(Saved data entries)
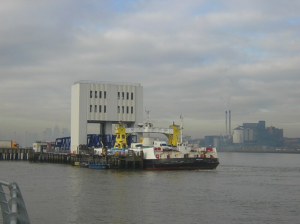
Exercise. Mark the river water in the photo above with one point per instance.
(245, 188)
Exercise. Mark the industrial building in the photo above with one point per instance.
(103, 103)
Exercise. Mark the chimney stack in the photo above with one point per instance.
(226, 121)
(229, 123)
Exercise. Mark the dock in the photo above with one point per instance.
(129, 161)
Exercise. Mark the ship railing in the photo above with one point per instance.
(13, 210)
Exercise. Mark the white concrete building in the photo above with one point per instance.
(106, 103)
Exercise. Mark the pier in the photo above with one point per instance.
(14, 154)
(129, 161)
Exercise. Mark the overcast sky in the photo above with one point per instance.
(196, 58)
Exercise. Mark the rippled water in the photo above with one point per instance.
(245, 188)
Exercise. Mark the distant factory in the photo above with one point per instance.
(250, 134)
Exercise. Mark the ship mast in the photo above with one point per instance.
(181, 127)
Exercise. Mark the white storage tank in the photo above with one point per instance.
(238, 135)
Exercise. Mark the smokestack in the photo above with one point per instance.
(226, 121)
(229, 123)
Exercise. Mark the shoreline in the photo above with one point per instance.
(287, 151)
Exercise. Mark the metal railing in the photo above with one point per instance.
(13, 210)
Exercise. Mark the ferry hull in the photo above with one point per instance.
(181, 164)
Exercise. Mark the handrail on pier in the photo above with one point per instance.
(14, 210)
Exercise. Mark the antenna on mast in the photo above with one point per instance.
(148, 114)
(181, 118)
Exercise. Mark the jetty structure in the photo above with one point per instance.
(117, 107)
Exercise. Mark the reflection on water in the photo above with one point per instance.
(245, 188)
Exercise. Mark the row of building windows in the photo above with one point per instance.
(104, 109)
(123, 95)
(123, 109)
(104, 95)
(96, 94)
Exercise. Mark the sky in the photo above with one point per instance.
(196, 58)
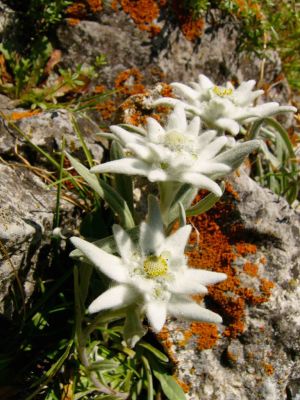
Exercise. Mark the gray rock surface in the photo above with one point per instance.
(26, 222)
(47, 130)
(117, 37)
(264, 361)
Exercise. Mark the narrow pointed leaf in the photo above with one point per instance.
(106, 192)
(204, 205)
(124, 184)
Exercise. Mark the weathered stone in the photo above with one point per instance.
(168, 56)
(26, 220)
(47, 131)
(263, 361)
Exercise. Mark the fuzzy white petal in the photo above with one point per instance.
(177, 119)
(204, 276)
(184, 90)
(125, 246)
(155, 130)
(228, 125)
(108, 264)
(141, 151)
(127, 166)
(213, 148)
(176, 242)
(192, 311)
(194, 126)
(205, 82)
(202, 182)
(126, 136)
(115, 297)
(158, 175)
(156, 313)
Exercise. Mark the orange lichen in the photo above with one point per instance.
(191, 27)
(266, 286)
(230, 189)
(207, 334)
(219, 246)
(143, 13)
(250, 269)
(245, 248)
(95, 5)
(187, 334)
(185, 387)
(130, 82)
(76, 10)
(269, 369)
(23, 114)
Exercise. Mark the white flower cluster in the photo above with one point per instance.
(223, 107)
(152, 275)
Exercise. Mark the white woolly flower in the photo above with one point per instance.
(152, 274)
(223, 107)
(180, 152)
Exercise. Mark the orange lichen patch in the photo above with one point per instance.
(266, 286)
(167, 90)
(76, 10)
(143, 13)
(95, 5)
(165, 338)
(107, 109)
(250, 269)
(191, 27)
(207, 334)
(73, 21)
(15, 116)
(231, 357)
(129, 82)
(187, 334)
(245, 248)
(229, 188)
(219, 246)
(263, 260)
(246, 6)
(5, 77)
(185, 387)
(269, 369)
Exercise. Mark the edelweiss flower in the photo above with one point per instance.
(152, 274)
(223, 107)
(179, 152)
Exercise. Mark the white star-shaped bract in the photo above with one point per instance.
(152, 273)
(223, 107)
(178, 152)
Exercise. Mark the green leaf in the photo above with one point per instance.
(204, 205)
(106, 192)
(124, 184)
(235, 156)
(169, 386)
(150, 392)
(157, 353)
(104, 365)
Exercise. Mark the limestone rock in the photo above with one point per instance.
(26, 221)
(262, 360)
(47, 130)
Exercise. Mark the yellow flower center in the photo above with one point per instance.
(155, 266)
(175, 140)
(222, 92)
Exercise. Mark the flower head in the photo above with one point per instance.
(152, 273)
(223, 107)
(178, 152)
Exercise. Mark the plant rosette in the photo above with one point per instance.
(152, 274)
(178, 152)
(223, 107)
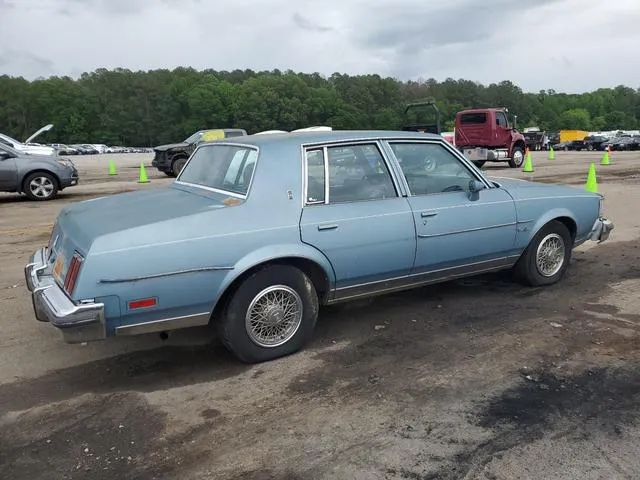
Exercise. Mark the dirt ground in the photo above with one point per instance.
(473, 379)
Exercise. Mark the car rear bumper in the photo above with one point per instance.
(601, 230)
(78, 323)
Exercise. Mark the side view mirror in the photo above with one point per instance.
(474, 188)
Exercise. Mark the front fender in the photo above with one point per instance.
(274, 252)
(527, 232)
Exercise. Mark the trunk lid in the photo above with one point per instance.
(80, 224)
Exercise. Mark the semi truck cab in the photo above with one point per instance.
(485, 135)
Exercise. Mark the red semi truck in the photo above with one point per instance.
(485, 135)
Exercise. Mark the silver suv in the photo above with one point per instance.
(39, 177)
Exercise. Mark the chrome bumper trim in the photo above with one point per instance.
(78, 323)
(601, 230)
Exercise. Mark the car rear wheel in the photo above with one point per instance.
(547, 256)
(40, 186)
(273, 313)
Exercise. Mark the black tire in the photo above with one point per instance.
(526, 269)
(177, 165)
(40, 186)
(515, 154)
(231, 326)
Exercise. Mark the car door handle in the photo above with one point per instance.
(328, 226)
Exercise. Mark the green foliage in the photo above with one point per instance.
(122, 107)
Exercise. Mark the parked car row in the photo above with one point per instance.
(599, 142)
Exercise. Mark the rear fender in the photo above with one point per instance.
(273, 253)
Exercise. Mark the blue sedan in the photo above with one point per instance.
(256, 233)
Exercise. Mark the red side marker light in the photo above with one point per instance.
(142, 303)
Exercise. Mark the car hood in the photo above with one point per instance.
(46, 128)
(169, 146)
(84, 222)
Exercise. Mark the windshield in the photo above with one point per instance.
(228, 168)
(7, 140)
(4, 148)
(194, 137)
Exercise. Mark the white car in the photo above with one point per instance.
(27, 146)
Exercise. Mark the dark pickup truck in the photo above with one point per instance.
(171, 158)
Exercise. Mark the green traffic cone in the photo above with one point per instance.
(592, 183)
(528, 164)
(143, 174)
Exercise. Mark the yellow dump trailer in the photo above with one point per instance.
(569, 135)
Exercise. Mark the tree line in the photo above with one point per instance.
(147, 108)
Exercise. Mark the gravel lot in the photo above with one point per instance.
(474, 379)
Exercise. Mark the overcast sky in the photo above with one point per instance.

» **Do this**
Please copy out every line in the stretch from the line containing "Exercise. Mark the tree" through the last line, adding 24 to each coordinate in the answers.

» **Exercise response**
Exercise. Mark the tree line in the photo above with one point per instance.
(171, 132)
Exercise. Mark the gravel lot in the photo above with one point per instance.
(498, 403)
Exercise. Mark the overcast sky in the photo above with one point per instance.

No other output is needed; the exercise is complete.